_Some records_.
=====
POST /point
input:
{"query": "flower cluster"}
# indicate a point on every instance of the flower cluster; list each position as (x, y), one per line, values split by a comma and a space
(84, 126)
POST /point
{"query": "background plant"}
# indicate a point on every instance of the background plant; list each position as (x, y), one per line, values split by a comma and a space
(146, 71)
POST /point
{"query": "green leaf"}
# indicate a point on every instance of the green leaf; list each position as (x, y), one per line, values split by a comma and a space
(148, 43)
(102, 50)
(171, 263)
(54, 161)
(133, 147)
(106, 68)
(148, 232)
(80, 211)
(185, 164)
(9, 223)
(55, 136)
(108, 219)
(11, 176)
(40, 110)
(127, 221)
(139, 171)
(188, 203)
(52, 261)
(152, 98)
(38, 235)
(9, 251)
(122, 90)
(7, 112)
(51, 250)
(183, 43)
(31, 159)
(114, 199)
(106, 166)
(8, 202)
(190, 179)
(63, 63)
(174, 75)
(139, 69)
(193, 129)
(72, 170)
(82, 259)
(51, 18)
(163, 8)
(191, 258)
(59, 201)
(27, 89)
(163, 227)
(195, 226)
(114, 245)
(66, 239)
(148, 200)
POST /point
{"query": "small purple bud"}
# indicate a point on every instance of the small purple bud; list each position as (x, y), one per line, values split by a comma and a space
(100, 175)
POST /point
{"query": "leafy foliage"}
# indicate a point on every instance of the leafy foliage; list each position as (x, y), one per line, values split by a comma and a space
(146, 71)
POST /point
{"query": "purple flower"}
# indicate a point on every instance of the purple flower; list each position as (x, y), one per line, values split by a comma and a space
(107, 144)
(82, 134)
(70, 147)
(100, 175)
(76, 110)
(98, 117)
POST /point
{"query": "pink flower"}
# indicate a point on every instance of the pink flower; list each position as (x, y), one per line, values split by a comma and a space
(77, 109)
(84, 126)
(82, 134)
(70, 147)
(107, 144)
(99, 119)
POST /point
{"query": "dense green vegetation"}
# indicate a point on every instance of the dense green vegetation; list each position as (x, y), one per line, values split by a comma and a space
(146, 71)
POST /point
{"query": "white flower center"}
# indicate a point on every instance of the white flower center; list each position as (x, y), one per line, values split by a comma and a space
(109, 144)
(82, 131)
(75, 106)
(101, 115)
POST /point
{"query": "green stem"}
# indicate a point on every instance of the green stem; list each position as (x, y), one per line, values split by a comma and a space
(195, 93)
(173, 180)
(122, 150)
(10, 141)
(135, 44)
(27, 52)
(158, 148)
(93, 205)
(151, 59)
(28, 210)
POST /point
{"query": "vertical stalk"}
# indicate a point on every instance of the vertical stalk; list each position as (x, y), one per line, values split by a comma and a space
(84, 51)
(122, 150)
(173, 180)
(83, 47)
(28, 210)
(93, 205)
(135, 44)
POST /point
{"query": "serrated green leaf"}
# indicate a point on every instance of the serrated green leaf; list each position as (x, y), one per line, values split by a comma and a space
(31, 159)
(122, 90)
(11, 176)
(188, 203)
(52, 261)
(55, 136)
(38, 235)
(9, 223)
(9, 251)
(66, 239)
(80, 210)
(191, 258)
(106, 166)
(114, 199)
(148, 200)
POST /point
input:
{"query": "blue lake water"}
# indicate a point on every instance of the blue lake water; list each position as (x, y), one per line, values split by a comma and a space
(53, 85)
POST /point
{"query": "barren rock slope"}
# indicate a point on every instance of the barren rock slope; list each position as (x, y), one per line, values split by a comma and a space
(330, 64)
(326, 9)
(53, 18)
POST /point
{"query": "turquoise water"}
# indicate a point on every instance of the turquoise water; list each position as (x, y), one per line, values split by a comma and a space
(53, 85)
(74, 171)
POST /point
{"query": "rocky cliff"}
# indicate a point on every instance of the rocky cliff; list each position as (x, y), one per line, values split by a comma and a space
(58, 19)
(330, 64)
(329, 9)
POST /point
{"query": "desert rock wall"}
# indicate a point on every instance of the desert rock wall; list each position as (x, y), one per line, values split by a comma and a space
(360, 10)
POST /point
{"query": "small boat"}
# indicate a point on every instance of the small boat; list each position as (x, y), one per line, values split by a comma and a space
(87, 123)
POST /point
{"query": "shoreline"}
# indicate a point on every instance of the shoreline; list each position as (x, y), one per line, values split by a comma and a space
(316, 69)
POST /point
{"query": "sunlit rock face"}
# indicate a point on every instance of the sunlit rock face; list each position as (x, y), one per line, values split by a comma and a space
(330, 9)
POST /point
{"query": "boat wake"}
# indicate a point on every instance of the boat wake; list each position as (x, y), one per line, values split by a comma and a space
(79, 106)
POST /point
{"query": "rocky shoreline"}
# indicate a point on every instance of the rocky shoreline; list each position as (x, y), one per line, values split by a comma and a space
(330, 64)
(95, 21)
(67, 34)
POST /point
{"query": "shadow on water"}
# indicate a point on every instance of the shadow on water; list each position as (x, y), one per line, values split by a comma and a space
=====
_Instruction_.
Nothing should be left out: return all of the records exactly.

_Written response_.
POST /point
input:
{"query": "flower cluster"}
# indicate a point on every instance of the flower cluster; list each position as (x, y), one per line, values split by a comma and a space
(84, 126)
POST /point
{"query": "background plant"}
# indicate a point on every instance of the background plant; list each position as (x, y), one per line, values split by a comma and a space
(146, 71)
POST /point
{"query": "green leaf"}
# indicate a point on every instance of the green leaf; list each position as (x, y), one per line, values split by a comma and a space
(148, 43)
(102, 50)
(171, 263)
(54, 161)
(133, 147)
(106, 68)
(148, 232)
(80, 211)
(185, 164)
(9, 223)
(55, 136)
(108, 219)
(11, 176)
(40, 110)
(127, 221)
(139, 171)
(188, 203)
(52, 261)
(152, 98)
(38, 235)
(9, 251)
(122, 90)
(7, 112)
(51, 250)
(183, 43)
(31, 159)
(114, 199)
(106, 166)
(8, 202)
(190, 179)
(63, 63)
(174, 75)
(139, 69)
(193, 129)
(72, 170)
(82, 259)
(51, 18)
(163, 8)
(191, 258)
(59, 201)
(27, 89)
(163, 227)
(195, 226)
(114, 245)
(66, 239)
(148, 200)
POST /point
{"query": "small purple bud"}
# indicate a point on every instance of the small purple bud; list each position as (x, y), one per line, values split by a comma and a space
(100, 175)
POST /point
{"query": "leafy foliage"}
# indicate a point on every instance of the leafy foliage; list each position as (x, y), one per line, values split by a comma and a space
(146, 71)
POST /point
{"query": "purple flower"}
# indicate a point on every instance of the purple flower; list each position as (x, y), one per line, values split by a comma and a space
(107, 144)
(82, 134)
(70, 147)
(100, 175)
(76, 110)
(98, 117)
POST /point
{"query": "pink flower"}
# indicate a point on every instance of the pink flower; list each position as (x, y), one per line, values split by a comma and a space
(77, 109)
(84, 126)
(82, 134)
(70, 147)
(107, 144)
(99, 119)
POST /point
{"query": "dense green vegetation"}
# indicate a point on every instance of the dense green vegetation; list each position as (x, y), one per line, values split by a comma and a space
(146, 71)
POST /point
{"query": "white flower center"}
# indicate a point on every instance of the white flower center; list each position as (x, y), one per line, values split by a comma and a space
(109, 144)
(82, 131)
(75, 106)
(101, 115)
POST /point
{"query": "green stem"}
# indicate a point on every instance of the green stem; list each position as (x, y), one per line, values split by a comma and a space
(195, 93)
(173, 180)
(122, 150)
(10, 141)
(135, 44)
(27, 52)
(158, 148)
(93, 205)
(151, 59)
(28, 210)
POST /point
{"query": "vertical stalk"}
# indicate a point on every instance of the vertical stalk; list each position as (x, y), one per line, values split by a comma and a space
(84, 51)
(122, 150)
(173, 180)
(83, 47)
(28, 210)
(93, 205)
(135, 44)
POST /point
{"query": "serrated green leaf"}
# indicate a point on every instance of the serrated green leaf; list each position as (x, y), one per line, values split by a comma and a space
(31, 159)
(122, 90)
(11, 176)
(188, 203)
(52, 261)
(55, 136)
(38, 235)
(9, 223)
(9, 251)
(66, 239)
(80, 210)
(191, 258)
(106, 166)
(114, 199)
(148, 200)
POST /point
input:
{"query": "blue lake water"}
# indicate a point on every instance of the blue lake water; list each position as (x, y), one per line, values split by a comma and a space
(53, 85)
POST /point
{"query": "barren rock slope"}
# indicate a point on every instance of the barren rock slope; list each position as (x, y), one per line, values split by a comma and a space
(330, 64)
(326, 9)
(53, 18)
POST /point
{"query": "turquoise water"}
# indicate a point on every instance of the turquoise water; list each position as (x, y), one per line, values split by a comma and a space
(53, 85)
(74, 171)
POST /point
{"query": "rocky cliff"}
# indicate a point on every instance of the rocky cliff; list each position as (x, y), one per line, values split by a comma and a space
(58, 19)
(330, 64)
(329, 9)
POST /point
{"query": "desert rock wall"}
# indicate a point on every instance of the desert rock wall; list each position as (x, y), one per line, values split by a comma and a space
(360, 10)
POST /point
{"query": "small boat"}
# indicate a point on every instance of the small boat; list each position as (x, y), one per line, values split by a comma and a space
(87, 123)
POST /point
{"query": "shoreline"}
# indicate a point on every instance of the shoreline; list each position as (x, y), one per line, values split by a comma and a space
(316, 69)
POST /point
{"query": "sunlit rock face"}
# indicate a point on every instance of the sunlit rock face; list each position as (x, y), one per line, values split by a comma and a space
(330, 9)
POST /point
{"query": "boat wake"}
# indicate a point on every instance of the boat wake; list each position as (x, y), one per line, values split by a comma and a space
(79, 106)
POST /point
{"query": "rocky shoreline"}
# indicate a point on every instance of the rocky shoreline; list each position as (x, y), one per line, values split by a comma and a space
(330, 64)
(95, 21)
(67, 34)
POST /point
{"query": "shadow on water"}
# indicate a point on every instance of the shadow on water; list each position as (x, y), one per line, values split by a comma and a space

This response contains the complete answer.